___ RECORDS FOR THE TASK
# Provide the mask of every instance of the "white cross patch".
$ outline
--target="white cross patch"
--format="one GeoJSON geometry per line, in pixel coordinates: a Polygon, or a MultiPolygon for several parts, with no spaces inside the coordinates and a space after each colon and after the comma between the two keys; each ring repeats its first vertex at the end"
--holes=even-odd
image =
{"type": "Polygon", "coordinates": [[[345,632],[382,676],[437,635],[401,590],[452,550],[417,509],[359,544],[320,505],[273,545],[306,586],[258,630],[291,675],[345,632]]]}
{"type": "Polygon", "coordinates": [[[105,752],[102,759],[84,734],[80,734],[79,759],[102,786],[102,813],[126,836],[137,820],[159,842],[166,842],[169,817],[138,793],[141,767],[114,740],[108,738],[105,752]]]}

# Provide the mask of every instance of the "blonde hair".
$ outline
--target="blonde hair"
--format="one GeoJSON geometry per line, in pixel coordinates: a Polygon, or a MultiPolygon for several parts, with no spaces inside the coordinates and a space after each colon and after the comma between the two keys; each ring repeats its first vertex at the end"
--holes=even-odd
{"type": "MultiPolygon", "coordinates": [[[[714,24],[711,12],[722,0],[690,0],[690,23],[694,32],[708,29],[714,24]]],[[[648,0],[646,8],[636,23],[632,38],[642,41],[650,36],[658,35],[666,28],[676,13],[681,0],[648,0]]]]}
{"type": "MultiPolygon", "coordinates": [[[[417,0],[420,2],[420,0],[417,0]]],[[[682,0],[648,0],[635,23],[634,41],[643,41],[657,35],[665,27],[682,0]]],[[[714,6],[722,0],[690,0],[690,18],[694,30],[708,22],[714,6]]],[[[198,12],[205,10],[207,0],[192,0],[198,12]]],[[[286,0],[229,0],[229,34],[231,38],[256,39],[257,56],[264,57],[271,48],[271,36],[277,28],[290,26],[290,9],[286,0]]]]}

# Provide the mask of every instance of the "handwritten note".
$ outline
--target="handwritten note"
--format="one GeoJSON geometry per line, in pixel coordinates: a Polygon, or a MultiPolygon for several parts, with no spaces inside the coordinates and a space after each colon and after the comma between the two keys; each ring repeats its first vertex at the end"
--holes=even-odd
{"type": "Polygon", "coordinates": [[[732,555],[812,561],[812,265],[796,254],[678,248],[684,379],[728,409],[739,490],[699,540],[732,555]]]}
______
- TASK DESCRIPTION -
Return every record above exactly as it appears.

- TASK SOLUTION -
# Provide the mask of every instance of the "white cross patch".
$ outline
--target="white cross patch"
--format="one GeoJSON geometry per line, in pixel coordinates: a Polygon, or a MultiPolygon for several parts, with no spaces inside the coordinates and a space after each colon and after the comma between the two keys; each ring repeats its first vertex at the end"
--holes=even-odd
image =
{"type": "Polygon", "coordinates": [[[345,632],[382,676],[437,635],[401,590],[452,550],[417,509],[359,544],[320,505],[273,545],[306,586],[258,630],[291,675],[345,632]]]}
{"type": "Polygon", "coordinates": [[[105,752],[102,759],[84,734],[80,734],[79,759],[102,786],[102,813],[126,836],[137,820],[159,842],[166,842],[169,817],[138,793],[141,767],[114,740],[108,738],[105,752]]]}

# Provide the mask of every instance of the "blonde hair".
$ outline
--target="blonde hair"
--format="one GeoJSON geometry per line, in pixel coordinates: a Polygon, or a MultiPolygon for several parts, with no spaces inside the coordinates and a space after each colon and after the comma between the two keys; each ring repeats its first vertex at the end"
--holes=even-odd
{"type": "MultiPolygon", "coordinates": [[[[714,24],[711,12],[722,0],[690,0],[690,23],[694,32],[708,29],[714,24]]],[[[648,0],[646,8],[636,23],[632,38],[642,41],[650,36],[658,35],[666,28],[676,13],[681,0],[648,0]]]]}
{"type": "MultiPolygon", "coordinates": [[[[417,0],[420,2],[420,0],[417,0]]],[[[682,0],[648,0],[635,23],[634,41],[643,41],[657,35],[665,27],[682,0]]],[[[714,6],[722,0],[690,0],[690,18],[694,30],[708,22],[714,6]]],[[[198,12],[205,10],[207,0],[192,0],[198,12]]],[[[286,0],[229,0],[229,34],[231,38],[256,39],[257,56],[264,57],[271,48],[271,36],[277,28],[290,26],[290,9],[286,0]]]]}

# Provide the mask of every instance of the "handwritten note".
$ outline
--target="handwritten note"
--format="one GeoJSON geometry per line, in pixel coordinates: a Polygon, or a MultiPolygon for several parts, with no spaces inside the coordinates and a space after each colon and after the comma between the two keys; each ring repeats its first vertex at the end"
--holes=even-odd
{"type": "Polygon", "coordinates": [[[732,555],[812,561],[812,265],[796,254],[678,248],[684,379],[728,409],[739,490],[699,540],[732,555]]]}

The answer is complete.